__TASK TO CARRY OUT__
Will you give every entry again exactly as it stands?

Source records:
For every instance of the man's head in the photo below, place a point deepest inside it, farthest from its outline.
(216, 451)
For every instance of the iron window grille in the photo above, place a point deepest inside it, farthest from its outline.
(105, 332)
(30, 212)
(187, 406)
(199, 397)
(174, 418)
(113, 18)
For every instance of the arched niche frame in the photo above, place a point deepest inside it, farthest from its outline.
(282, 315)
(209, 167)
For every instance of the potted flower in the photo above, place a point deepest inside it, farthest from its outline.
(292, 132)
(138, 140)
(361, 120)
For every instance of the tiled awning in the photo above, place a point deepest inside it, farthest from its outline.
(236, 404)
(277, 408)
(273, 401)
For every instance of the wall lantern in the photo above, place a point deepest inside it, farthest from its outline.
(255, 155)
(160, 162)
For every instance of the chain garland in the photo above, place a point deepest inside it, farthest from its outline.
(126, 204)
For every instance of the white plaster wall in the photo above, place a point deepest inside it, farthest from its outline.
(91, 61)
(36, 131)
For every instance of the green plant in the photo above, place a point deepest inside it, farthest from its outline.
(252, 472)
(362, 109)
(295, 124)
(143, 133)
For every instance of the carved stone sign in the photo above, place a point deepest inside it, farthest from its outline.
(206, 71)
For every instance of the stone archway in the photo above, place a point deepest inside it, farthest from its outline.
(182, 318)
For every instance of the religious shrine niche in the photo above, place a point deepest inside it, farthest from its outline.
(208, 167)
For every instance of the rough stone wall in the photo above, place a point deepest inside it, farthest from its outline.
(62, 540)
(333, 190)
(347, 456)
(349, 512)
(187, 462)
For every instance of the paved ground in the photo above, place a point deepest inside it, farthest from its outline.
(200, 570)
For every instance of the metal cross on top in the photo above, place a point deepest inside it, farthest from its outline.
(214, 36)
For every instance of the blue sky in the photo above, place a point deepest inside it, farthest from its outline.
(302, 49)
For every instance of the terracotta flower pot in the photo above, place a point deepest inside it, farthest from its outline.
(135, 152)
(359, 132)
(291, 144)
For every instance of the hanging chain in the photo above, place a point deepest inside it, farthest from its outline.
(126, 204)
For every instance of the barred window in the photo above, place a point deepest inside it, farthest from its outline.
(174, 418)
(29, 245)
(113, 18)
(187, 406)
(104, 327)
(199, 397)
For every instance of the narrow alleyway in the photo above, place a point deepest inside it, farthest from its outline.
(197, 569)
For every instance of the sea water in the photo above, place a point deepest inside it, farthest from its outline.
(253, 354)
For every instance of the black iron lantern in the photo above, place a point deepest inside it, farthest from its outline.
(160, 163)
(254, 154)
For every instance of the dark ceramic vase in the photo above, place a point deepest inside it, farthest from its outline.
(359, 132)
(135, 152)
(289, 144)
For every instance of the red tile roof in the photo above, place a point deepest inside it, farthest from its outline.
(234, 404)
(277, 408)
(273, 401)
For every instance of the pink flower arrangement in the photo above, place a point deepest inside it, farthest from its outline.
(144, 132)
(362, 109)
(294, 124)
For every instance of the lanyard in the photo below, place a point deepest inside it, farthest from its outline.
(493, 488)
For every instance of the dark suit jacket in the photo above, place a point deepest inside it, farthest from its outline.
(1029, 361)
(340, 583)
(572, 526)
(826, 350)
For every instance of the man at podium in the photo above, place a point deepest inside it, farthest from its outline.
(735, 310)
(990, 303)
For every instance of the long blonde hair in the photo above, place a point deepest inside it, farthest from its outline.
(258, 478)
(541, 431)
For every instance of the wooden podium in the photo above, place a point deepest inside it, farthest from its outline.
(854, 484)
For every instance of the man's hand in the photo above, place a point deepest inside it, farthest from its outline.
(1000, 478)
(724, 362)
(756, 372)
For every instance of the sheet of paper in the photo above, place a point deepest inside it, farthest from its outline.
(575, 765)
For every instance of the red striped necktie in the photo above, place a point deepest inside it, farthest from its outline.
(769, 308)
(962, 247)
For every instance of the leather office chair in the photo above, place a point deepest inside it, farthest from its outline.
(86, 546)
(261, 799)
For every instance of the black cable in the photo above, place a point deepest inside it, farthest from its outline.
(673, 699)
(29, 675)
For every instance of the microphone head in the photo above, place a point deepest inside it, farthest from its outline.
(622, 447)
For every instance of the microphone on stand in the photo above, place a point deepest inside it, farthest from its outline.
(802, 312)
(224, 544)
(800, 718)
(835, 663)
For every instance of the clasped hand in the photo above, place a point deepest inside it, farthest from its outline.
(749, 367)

__WORKED SOLUTION__
For every instance of the man's head in the photo below, place a point deepest inside it, farthest from its outline.
(216, 451)
For every instance of the iron window grille in the photo above, place a point deepest inside it, farthest from its outline.
(105, 332)
(30, 212)
(187, 406)
(199, 397)
(174, 418)
(113, 18)
For every instance of the arched niche frame in the photo above, place a point deepest inside it, farthest from its outline.
(282, 315)
(209, 167)
For every instance of the potted flower in the photo above, place a point deepest inside it, farthest from its outline.
(292, 132)
(138, 140)
(361, 120)
For every instance of the tiled awning in the photo above, place a point deepest inside it, farthest from its outline.
(236, 404)
(277, 408)
(273, 401)
For every instance of the wall lantern in the photo above, place a point deepest inside it, farthest from its outline.
(255, 155)
(160, 162)
For every instance of the chain garland in the photo above, place a point deepest inside it, farthest from its outline.
(126, 204)
For every instance of the white plaster wall in the photo above, place a point deepest inside it, farthest from its outline.
(91, 61)
(36, 131)
For every instance of the green plant in the photo above, place a point deepest inside it, farthest from its outline.
(252, 472)
(362, 109)
(295, 124)
(143, 133)
For every instance of the carved stone sign in the photo above, place a point deepest inside it, farthest from its outline.
(206, 71)
For every instance of the stone archway in the photo above, place a point deepest inside it, farthest from its outline.
(182, 318)
For every instance of the religious shrine niche in the photo above, place a point deepest inside it, farthest from its outline.
(208, 167)
For every instance of the rough stone wall in the photo above, place a point deepest inside it, farthest from its outline.
(62, 540)
(333, 190)
(347, 456)
(349, 512)
(187, 462)
For every instance of the paved ground in the photo above, place a point deepest inside it, farthest from its outline.
(200, 570)
For every instance of the metal cross on top in the photo above, place a point deepest inside it, farthest from its outline.
(214, 36)
For every instance of the blue sky in the photo above, place a point deepest inside it, farthest from its outline.
(302, 49)
For every instance of the terracotta flower pot in the photo above, place a point deepest inside it, farthest from its outline.
(135, 152)
(359, 132)
(291, 144)
For every instance of the hanging chain in the photo above, place a point deepest inside it, farthest from its outline.
(126, 204)
For every instance of the barred window in the photo above, place a point deepest inside it, farthest from its outline.
(174, 418)
(29, 245)
(113, 18)
(187, 406)
(104, 327)
(199, 397)
For every instance of the narrow alleyway in the photo above, place a point deepest inside it, farthest from its outline.
(197, 569)
For every instance of the sea water in the photo above, place a point deepest inside it, farthest from its outline.
(253, 354)
For every instance of the black iron lantern in the photo above, place a point deepest inside it, farthest from its outline.
(160, 163)
(254, 154)
For every instance of the dark ceramic vase in the photo above, place a point deepest inside it, farthest from its outline.
(359, 132)
(135, 152)
(289, 144)
For every instance of the red tile roof in the photo above, place a point deepest inside it, farthest from its outline.
(234, 404)
(277, 408)
(273, 401)
For every instance of the pink flower arrangement in the photo above, place a point deepest inside it, farthest from its outline.
(144, 132)
(362, 109)
(294, 124)
For every instance of the lanyard in the photo below, place a point deepest inside it, farthest from its outline.
(493, 488)
For every instance of the dark suit jacket in the photo above, place a point deepest inside it, farthest from its outline.
(1029, 361)
(340, 583)
(572, 526)
(826, 350)
For every instance of the man at podium in the photo above, place a point deepest inside it, farthest from its outline.
(735, 310)
(990, 303)
For every instance of the long blonde hair in the photo above, place a point deepest inside it, farthest from its outline.
(258, 478)
(541, 431)
For every instance of the wooden podium in the photo above, place a point deepest inside it, farthest from its outline.
(854, 484)
For every instance of the man's hand in the photo above, place a point deepest inside it, farthest from its outline.
(1000, 478)
(724, 362)
(756, 372)
For every instance of the sheet of paper in the photo above, place a point deepest inside it, farthest from its outline.
(575, 765)
For every instance of the red striped necktie in the photo above, place a point deepest inside it, farthest from its outline.
(769, 308)
(962, 247)
For every instance of the leather office chair in the photo above, place a point deepest inside it, farthest from its outline.
(86, 546)
(261, 799)
For every instance of the black cable in the photo above, place a point deepest inside it, farthest from its outline.
(673, 699)
(29, 675)
For every instance of the microphone head in the photo above, place a point deepest inside it, farthest from its outline.
(622, 447)
For every instance of the microphone on stand in the photo above, place a point deepest inside it, farthest from its outline.
(802, 312)
(224, 544)
(800, 718)
(835, 663)
For every instance of the clasped hand in the photo above, place a point deepest inside it, farthest from its outline.
(749, 367)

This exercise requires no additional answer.